JOBS:
• A. In the passage on polytropes, what is the quantity $n$ called?
• B. Continue the passage on polytropes from the point where it ends.

ARTICLE:
-- begin --
A {\it polytrope} is a solution of the equation of hydrostatic
equilibrium (1.3.1) under the assumption that the pressure $P$ and the
density $\rho$ are everywhere related by the condition
$$P = K \rho^{n+1 \over n} . \eqno(1.10.1)$$
The quantity $n$ is called the polytropic index.
This relation is formally identical to the adiabatic relation (1.9.7) if
$\gamma = {n+1 \over n}$, but their meanings are quite different.
Equation (1.9.7) describes the variation of the properties of a fluid
element undergoing an adiabatic process. Equation (1.10.1) constrains
the variations of $P$ and $\rho$ with radius in a star, because
if $r$ is introduced as a
parameter it relates $P(r)$ and $\rho (r)$. A star may be described
by (1.10.1) even if the thermodynamic properties of its constituent
matter are described by an adiabatic exponent $\gamma$ different from
${n+1 \over n}$.
-- end --
INFORMATION SHOWN:
-- begin --
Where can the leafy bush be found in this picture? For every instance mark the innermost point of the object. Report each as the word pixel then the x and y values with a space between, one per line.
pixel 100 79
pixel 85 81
-- end --
WRITTEN RESPONSES:
• A. The polytropic index.

• B.
Equations
(1.10.1) and (1.9.7) are equivalent if a star is neutrally stable
(equivalently, marginally unstable) against convection, so that the
actual dependence of $P$ on $\rho$ in the star is the same as the
adiabatic one. This will be the case in a star which is completely
convectively mixed, as is believed to be the case for very low mass
main-sequence stars ($M \lapp 0.2 M_{\odot}$). The envelopes of
red giants and supergiants are mixed, and also resemble polytropes
if the gravitational influence of their dense cores may be neglected
(a fair approximation if the envelope is very massive). In each of
these cases $n \approx 3/2$; the deep convective envelope is a
consequence of the high radiative opacity in the surface layers.
Very luminous and massive stars also possess extensive mixed inner
regions, and their envelopes are not far from convective instability.
For these stars $n \approx 3$; convection is a consequence of their
large luminosity.
The assumption of (1.10.1) in place of (1.3.4) permits the stellar
structure equations to be reduced to a single nonlinear ordinary
differential equation characterized by the parameter $n$. This
equation is readily integrated numerically (even without computers!).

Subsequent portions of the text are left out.